Notes on attention, fake news and noise #3: The Noise Society 10 years later

This February it is 10 years since I defended my doctoral thesis on what I then called the Noise Society. The main idea was that the idea of an orderly, domesticated and controllable information society – modeled on the post-industrial visions of Bell and others – probably was wrongheaded, and that we would see a much wilder society characterized by an abundance of information and a lack of control, and in fact: we would see information grow to a point where the value of it actually collapsed as the information itself collapsed into noise. Noise, I felt then, was a good description not only of individual disturbances in the signal, but also the cost for signal discovery over all. A noise society would face very different challenges than an information society.

Copyright in a noise society would not be an instrument of encouraging the production of information so much as a tool for controlling and filtering information in different ways. Privacy would not be about controlling data about us as much as having the ability to consistently project a trusted identity. Free expression would not be about the right to express yourself, but about the right not to be drowned out by others. The design of filters would become key in many different ways.

Looking back now, I feel that I was right in some ways and wrong in many, but that the overall conclusion – that the increase in information and the consequences of this information wealth are at the heart of our challenges with technology – was not far off target. What I am missing the thesis is a better understanding of what information does. My focus on noise was a consequence of accepting that information was a “thing” rather than a process. Information looks like a noun, but is really a verb, however.

Revisiting these thoughts, I feel that the greatest mistake was not including Herbert Simon’s analysis of attention as a key concept in understanding information. If I had done that I would have been able to see that noise also is a process, and I would have been able to ask what noise does to a society, theorize that and think about how we would be able to frame arguments of policy in the light of attention scarcity. That would have been a better way to get at what I was trying to understand at the time.

But, luckily, thought is about progress and learning, and not about being right – so what I have been doing in my academic reading and writing for the last three years at least is to emphasize Herbert Simon’s work, and the importance of understanding his major finding that with a wealth of information comes a poverty of attention and a need to allocate attention efficiently.

I believe this can be generalized, and that the information wealth we are seeing is just one aspect of an increasing complexity in our societies. The generalized Simon-theorem is this: with a wealth of complexity comes a poverty of cognition and a need to learn efficiently. Simon, in his 1969 talk on this subject, notes that it is only by investing in artificial intelligence we can do this, and he says that it is obvious to him that the purpose of all of our technological endeavours is to ensure that we learn faster.

Learning, adapting to a society where our problems are an order of magnitude more complex, is key to survival for us as a species.
It follows that I think the current focus on digitization and technology is a mere distraction. What we should be doing is to re-organize our institutions and societies for learning more, and faster. This is where the theories of Hayek and others on knowledge coordination become helpful and important for us, and our ideological discussions should focus on if we are learning as a society or not. There is a wealth of unanswered questions here, such as how we measure the rate of learning, what the opposite of learning is, how we organize for learning, how technology can help and how it harms learning — questions we need to dig into and understand at a very basic level, I think.

Problem A:
Answer these from the notes on the Noise Society:
(i) In a noise society, what would free expression be about?
(ii) Whose analysis of attention does the author call the greatest mistake to have left out of the thesis?
(iii) How is the generalized Simon-theorem stated?
Problem B: Write the next part of the notes on the Noise Society, starting after their final sentence.

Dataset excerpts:
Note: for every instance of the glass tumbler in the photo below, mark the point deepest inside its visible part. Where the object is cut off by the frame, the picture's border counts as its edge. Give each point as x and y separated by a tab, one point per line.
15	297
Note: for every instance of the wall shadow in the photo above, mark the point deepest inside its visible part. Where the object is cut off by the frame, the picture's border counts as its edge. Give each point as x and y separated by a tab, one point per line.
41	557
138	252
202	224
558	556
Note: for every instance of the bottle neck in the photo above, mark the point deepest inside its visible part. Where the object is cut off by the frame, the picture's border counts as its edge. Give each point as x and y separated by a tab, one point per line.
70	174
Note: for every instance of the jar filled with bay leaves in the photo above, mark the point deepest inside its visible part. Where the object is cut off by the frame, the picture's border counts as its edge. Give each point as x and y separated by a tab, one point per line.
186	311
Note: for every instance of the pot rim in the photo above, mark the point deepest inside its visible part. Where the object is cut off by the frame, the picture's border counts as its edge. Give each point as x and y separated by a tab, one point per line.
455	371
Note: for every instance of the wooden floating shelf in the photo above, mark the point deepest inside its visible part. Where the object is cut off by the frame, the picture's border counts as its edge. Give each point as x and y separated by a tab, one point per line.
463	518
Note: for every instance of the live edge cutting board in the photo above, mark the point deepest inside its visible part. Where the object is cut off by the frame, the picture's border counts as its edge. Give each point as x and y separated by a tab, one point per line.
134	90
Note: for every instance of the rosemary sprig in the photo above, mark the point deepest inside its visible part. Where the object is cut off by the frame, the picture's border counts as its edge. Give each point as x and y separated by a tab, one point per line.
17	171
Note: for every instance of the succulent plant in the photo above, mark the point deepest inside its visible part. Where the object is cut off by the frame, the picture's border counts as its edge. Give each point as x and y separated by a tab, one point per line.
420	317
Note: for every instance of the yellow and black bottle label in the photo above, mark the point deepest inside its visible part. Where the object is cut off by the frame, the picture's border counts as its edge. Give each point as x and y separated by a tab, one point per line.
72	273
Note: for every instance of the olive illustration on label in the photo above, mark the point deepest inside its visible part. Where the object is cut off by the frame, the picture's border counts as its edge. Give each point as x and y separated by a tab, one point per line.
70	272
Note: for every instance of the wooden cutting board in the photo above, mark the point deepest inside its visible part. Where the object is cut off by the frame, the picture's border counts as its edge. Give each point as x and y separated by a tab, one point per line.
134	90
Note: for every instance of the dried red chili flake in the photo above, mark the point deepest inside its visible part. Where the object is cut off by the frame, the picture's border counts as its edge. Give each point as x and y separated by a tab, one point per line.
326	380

Written reply A:
(i) The right not to be drowned out by others.
(ii) Herbert Simon's.
(iii) With a wealth of complexity comes a poverty of cognition and a need to learn efficiently.

Written reply B:
So, looking back at my dissertation – what do I think?

I think I captured a key way in which we were wrong, and I captured a better model – but the model I was working with then was still fatally flawed. It focused on information as a thing not a process, and construed noise as gravel in the machinery. The focus on information also detracts from the real use cases and the purpose of all the technology we see around us. If we were, for once, to take our ambitions “to make the world a better place” seriously, we would have to think about what it is that makes the world better. What is the process that does that? It is not innovation as such, innovation can go both ways. The process that makes our worlds better – individually and as societies – is learning.

In one sense I guess this is just an exercise in conceptual modeling, and the question I seem to be answering is what conceptual model is best suited to understand and discuss issues of policy in the information society. That is fair, and a kind of criticism that I can live with: I believe concepts are crucially important and before we have clarified what we mean we are unable to move at all. But there is a risk here that I recognize as well, and that is that we get stuck in analysis-paralysis. What, then, are the recommendations that flow from this analysis?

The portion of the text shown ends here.